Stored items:
______________________________
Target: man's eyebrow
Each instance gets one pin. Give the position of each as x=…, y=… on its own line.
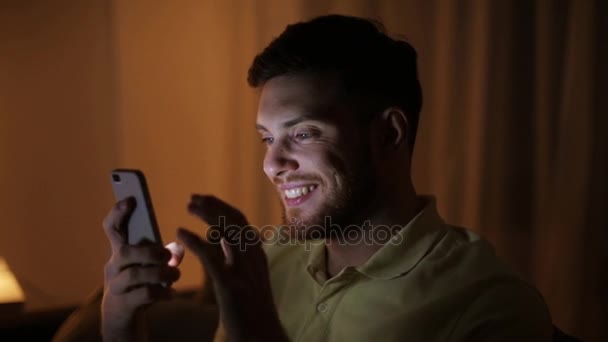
x=292, y=122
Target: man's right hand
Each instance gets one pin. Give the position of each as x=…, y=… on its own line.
______________________________
**The exercise**
Write out the data again with "pin" replaced by "marker" everywhere and everything else unchanged. Leave the pictures out of your answer.

**The response**
Target: man's eyebrow
Each instance gets one marker. Give the position of each as x=…, y=… on its own line.
x=292, y=122
Target: man's right hand
Each instance gets one marker. Give the position of each as x=…, y=… on its own line.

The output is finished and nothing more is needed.